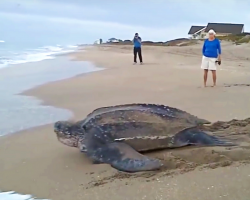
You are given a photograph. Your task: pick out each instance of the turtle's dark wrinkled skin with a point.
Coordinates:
(117, 135)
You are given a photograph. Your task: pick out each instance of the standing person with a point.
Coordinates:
(211, 56)
(137, 48)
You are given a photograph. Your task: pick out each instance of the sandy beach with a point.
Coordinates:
(34, 162)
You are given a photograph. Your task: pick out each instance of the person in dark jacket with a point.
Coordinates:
(137, 48)
(211, 56)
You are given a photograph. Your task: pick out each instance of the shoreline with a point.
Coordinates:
(57, 172)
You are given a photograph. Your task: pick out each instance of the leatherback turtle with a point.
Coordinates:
(117, 135)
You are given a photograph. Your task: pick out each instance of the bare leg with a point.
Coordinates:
(205, 77)
(214, 77)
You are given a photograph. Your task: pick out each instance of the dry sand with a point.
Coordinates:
(33, 161)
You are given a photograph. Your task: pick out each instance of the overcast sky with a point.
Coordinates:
(153, 19)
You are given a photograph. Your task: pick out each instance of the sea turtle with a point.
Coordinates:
(117, 135)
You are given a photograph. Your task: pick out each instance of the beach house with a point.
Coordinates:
(196, 32)
(112, 40)
(221, 29)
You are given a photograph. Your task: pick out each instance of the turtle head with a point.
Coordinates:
(69, 133)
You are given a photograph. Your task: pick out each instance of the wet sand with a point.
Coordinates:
(34, 162)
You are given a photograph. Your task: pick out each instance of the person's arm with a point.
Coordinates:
(219, 50)
(204, 47)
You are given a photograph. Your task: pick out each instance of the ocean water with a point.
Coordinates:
(18, 112)
(18, 52)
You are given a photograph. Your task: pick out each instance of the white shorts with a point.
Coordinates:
(208, 63)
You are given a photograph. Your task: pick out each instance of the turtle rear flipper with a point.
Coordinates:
(193, 136)
(124, 158)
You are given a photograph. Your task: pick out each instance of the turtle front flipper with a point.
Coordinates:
(124, 158)
(194, 136)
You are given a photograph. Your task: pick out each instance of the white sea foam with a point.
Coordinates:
(15, 196)
(34, 55)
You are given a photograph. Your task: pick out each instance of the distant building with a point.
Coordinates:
(221, 29)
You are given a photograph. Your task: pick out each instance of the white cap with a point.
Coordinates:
(211, 31)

##############################

▶ Do this
Transcribe the full listing above exactly, with the images removed.

▶ Output for this exercise
You are given a photograph. Your task: pick out each instance of the turtle's dark wrinkled skin with a point.
Coordinates:
(117, 135)
You are given a photograph. Your task: pick out each instance of the standing person with a point.
Coordinates:
(211, 56)
(137, 48)
You are given a photograph. Your task: pick out each instance of the sandy beach with a point.
Coordinates:
(34, 162)
You are given a photograph. Your task: pick out each instance of the person in dark jacket with a point.
Coordinates:
(137, 48)
(211, 56)
You are given a photograph. Your task: pick out each instance of the shoreline with a point.
Coordinates:
(57, 172)
You are given a photograph. Your task: pick out each instance of the leatherback turtle with a point.
Coordinates:
(117, 135)
You are given a photograph. Your task: pick out each instance of the bare leg with a point.
Coordinates:
(205, 77)
(214, 77)
You are given a photograph. Your task: pick out each instance of the dry sand with a point.
Coordinates:
(33, 161)
You are given a photograph. Your task: pick out each instance of the overcast sky with a point.
Coordinates:
(153, 19)
You are given a photograph. Your task: pick out each instance of the sea turtle with a point.
Coordinates:
(117, 135)
You are given a photograph. Your task: pick out each instance of the beach house with a point.
Coordinates:
(196, 32)
(112, 40)
(221, 29)
You are given a photograph. Your task: pick out each instance of the turtle head with a point.
Coordinates:
(69, 133)
You are given a photograph. Your task: pick out each instance of the wet sand with a point.
Coordinates:
(34, 162)
You are given a photograph. Your task: pick out each instance of the person's arm with a point.
Coordinates:
(219, 50)
(204, 47)
You are given a photograph. Your task: pick out each instance of the ocean water with a point.
Coordinates:
(18, 112)
(18, 52)
You are given a photograph. Your task: pick out each instance of the white shorts with a point.
Coordinates:
(208, 63)
You are given a photograph. Your task: pick out each instance of the turtle rear flipper with a point.
Coordinates:
(193, 136)
(124, 158)
You are given a photograph. Your task: pick out each instance of the turtle front flipper with a point.
Coordinates:
(124, 158)
(194, 136)
You are given a photograph. Your task: pick out each instance of the white sea foam with a point.
Coordinates:
(15, 196)
(34, 55)
You are given a photograph. Your task: pick out each instance of the distant building with a point.
Coordinates:
(221, 29)
You are given a photograph. Your task: pick out each instance of the white cap with a point.
Coordinates:
(211, 31)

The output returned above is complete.